SOURCE EXTRACT Start Marker

On the recommendation of Los Angeles County Superintendent of Schools Debra Duardo, the County Board of Education today voted to support Assembly Constitutional Amendment 5, a bill to repeal Proposition 209, California’s ban on affirmative action passed in 1996. The Board voted 5-1 in support of the bill.
“The pandemic and recent events have underscored the need for us take immediate action to help address systemic racism and persistent inequities in public education,” said Duardo, who heads the nation’s largest regional education agency. “The constitutional amendment represents such action. It will have a direct, positive impact as it allows for a student’s cultural and racial background to be used as a context for deciding admissions to higher education.”
Proposition 209, which disallowed the use of such information, decimated the ranks of minority students in higher education. Repeal of Proposition 209 would not mandate adoption of affirmative action programs but would allow public agencies to create employment or admission programs that explicitly take the race, gender or national origin of an applicant into account.

SOURCE EXTRACT End Marker
MATERIAL SUPPLIED Start Marker

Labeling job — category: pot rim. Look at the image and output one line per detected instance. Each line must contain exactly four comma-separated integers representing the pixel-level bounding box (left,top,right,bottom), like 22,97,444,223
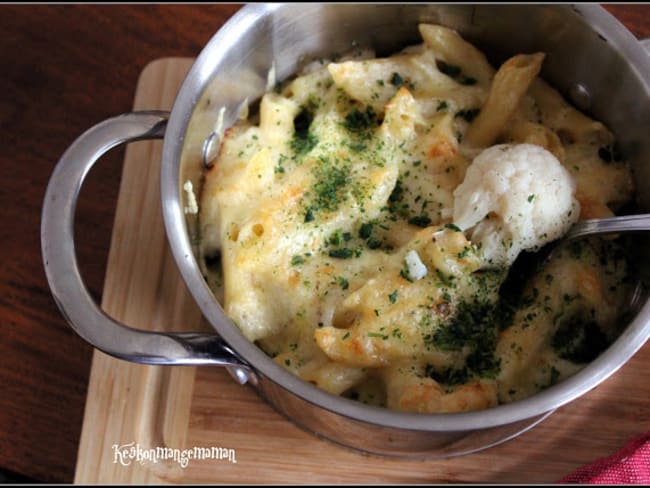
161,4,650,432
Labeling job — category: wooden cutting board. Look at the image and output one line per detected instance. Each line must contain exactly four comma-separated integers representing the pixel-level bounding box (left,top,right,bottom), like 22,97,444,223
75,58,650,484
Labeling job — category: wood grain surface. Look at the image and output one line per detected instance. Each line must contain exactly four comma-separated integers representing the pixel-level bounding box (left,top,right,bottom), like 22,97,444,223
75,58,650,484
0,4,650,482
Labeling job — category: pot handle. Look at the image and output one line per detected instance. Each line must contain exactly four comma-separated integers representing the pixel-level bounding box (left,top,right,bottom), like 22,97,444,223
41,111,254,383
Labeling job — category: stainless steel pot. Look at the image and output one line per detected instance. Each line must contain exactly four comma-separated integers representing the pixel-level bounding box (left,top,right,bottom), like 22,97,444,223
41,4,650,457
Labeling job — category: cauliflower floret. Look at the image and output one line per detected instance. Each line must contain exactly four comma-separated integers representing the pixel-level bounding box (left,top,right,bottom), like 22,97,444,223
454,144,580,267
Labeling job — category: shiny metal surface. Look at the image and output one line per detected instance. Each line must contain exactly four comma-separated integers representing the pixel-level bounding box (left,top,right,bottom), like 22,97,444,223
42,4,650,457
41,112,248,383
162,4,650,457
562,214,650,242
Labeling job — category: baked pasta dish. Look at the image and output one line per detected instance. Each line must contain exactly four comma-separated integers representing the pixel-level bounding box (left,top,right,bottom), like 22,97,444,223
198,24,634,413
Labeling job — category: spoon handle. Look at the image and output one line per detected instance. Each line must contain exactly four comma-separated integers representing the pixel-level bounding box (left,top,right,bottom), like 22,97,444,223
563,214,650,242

MATERIAL SUPPLIED End Marker
MATERIAL SUPPLIED Start Marker

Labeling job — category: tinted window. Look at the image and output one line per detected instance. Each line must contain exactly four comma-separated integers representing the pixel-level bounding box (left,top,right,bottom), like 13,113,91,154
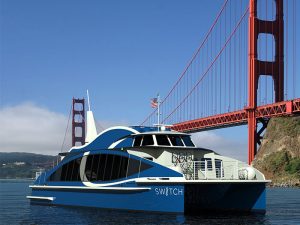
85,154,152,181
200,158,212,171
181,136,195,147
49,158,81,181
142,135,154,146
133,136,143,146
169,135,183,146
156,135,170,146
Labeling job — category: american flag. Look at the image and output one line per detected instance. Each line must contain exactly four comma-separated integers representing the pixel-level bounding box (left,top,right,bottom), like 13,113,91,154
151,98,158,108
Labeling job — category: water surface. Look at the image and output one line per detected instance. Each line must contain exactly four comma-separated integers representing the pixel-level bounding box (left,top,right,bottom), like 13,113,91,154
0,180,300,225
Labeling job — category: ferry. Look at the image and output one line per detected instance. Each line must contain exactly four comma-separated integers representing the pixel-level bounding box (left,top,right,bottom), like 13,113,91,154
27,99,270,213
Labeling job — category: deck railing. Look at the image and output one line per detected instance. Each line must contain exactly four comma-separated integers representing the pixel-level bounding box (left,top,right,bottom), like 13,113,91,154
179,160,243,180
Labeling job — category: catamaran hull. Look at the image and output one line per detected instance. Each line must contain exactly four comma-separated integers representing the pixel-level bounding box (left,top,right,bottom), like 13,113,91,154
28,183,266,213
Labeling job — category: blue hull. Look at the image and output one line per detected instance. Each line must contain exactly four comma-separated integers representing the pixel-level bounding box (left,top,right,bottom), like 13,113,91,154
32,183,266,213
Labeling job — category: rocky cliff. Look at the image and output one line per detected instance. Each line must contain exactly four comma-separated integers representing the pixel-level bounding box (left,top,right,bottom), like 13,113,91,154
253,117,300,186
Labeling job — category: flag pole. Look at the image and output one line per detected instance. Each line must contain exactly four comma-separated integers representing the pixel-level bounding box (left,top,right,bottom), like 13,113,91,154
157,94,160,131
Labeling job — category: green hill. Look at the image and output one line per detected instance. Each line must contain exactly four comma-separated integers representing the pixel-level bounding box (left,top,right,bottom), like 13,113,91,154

MATERIAL SUPPLIED End Marker

APPLY WHAT YOU READ:
1. Pull out the passage of the article on repealing Proposition 209 that runs from "On the recommendation" up to and including "of the bill.".
2. Sum up the article on repealing Proposition 209 in two sentences.
3. Carry on the article on repealing Proposition 209 from after its last sentence.

ANSWER SECTION:
1.
On the recommendation of Los Angeles County Superintendent of Schools Debra Duardo, the County Board of Education today voted to support Assembly Constitutional Amendment 5, a bill to repeal Proposition 209, California’s ban on affirmative action passed in 1996. The Board voted 5-1 in support of the bill.

2. On the recommendation of Superintendent Debra Duardo, the Los Angeles County Board of Education voted 5-1 to support Assembly Constitutional Amendment 5, which would repeal Proposition 209, California's 1996 ban on affirmative action. Duardo said the amendment would help address systemic racism and inequities by allowing a student's cultural and racial background to be used as context in higher education admissions, and repeal would let public agencies consider race, gender or national origin in employment or admission programs without requiring them to do so.

3.
“This amendment is an important step in removing another barrier to achieving the American dream that should be accessible to all our young people, and puts the issue before voters,” said Board President James Cross.
ACA 5 aligns with LACOE’s ideals of fostering diversity in higher education and providing all students access to success. The proposed law would also encourage contracting minority-owned businesses.
“We support the bill because it would diversify business owners, allow more opportunity for financial success to those who have been excluded and provide a model for young people that they can become business owners and work in places run by people who look like them,” Duardo said.
She added, “The amendment would permit LACOE the flexibility to take affirmative steps to ensure that the sex, race and ethnic composition of our employees reflect the demographics of our region.”
The Los Angeles County Office of Education, headquartered in Downey, is the nation’s largest regional education agency, providing a range of programs and services to support the region’s 80 K-12 school districts and some two million preschool and school-age children.